:: Supplied records ::

═══

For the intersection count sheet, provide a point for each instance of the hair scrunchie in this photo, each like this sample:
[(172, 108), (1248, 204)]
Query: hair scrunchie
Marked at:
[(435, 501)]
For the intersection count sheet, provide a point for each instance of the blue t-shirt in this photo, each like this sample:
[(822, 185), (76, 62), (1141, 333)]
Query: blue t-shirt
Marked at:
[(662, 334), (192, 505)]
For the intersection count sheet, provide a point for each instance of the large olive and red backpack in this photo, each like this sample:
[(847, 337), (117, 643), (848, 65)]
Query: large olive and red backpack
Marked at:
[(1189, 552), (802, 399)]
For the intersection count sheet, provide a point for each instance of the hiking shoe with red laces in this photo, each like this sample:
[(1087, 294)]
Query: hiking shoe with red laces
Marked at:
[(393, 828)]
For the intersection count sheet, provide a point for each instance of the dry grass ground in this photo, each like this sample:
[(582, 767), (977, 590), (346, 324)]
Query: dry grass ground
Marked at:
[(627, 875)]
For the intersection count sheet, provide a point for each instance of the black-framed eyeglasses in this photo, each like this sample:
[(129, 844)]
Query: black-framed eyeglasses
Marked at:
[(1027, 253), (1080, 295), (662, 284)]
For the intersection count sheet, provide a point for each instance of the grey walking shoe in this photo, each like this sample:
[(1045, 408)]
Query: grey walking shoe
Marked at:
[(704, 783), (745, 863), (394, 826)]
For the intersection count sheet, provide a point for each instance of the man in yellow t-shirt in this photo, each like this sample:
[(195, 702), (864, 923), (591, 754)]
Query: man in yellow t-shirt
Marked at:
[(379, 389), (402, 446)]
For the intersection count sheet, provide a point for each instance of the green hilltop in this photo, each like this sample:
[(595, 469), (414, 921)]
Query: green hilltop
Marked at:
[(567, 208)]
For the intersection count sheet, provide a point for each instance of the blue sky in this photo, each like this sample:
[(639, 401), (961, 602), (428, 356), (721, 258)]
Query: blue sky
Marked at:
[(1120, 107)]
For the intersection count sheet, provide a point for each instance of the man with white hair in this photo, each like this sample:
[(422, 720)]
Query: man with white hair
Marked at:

═══

:: Description of the task ::
Each record above should be output again exactly.

:: Reply to the task ::
For the intersection count sheet, provide a point for each instance of the hair scrunchie in this photo, each like this sample:
[(172, 108), (1248, 204)]
Query: hair scrunchie
Marked at:
[(435, 501)]
For the intersection count sheet, provide a point for each instance of the blue t-shirt in this photo, each like this sample:
[(822, 185), (76, 62), (1141, 333)]
Query: blue t-shirt
Marked at:
[(662, 334), (192, 505)]
For the intersection count sheet, provide a point for each instance of the large olive and red backpack in this photo, each like this sample:
[(847, 337), (117, 643), (848, 65)]
Query: large olive and red backpack
Marked at:
[(1189, 552), (802, 399)]
For the intersection count sheet, provide a point for each instance of the hiking shoe with red laces in this photo, each like this sample:
[(1087, 294)]
Query: hiking shoe with red laces
Marked at:
[(393, 828)]
For the intersection count sheet, provide a point for each instance of the dry grass ground in this photo, each like this sample:
[(582, 767), (977, 590), (346, 324)]
Query: dry grass ground
Marked at:
[(627, 875)]
For the intersection count sheet, provide a point for each instance of the black-framed eyeglasses in this photo, each like this sample:
[(129, 844)]
Query: black-framed eyeglasses
Marked at:
[(1027, 253), (1080, 295), (662, 284)]
For the intersection count sheet, provide a point for each instance of the grey walking shoe in this photo, each like this sample:
[(1045, 408)]
Query: grey walking shoe
Marked at:
[(704, 783), (745, 863), (394, 826)]
For the intersection count sheet, provide a point for each instance of the man in yellow t-shirt in this photo, each like this sample:
[(195, 702), (864, 923), (591, 754)]
Query: man in yellow t-shirt
Marked at:
[(379, 389), (402, 446)]
For the intersection count sheet, provide a point for each instance of the green hilltop in this photo, each like this sample:
[(595, 469), (414, 921)]
Query: green hilltop
Marked at:
[(567, 208)]
For the intersection count sheet, provide a point for each instance of the blue sky in this photo, each like this sample:
[(639, 401), (961, 602), (428, 356), (721, 258)]
Query: blue sky
Marked at:
[(1120, 107)]
For the intersection count sheet, provide a point for each instance of the man with white hair in this photo, each like this sample:
[(422, 720)]
Query: man with white hair
Marked at:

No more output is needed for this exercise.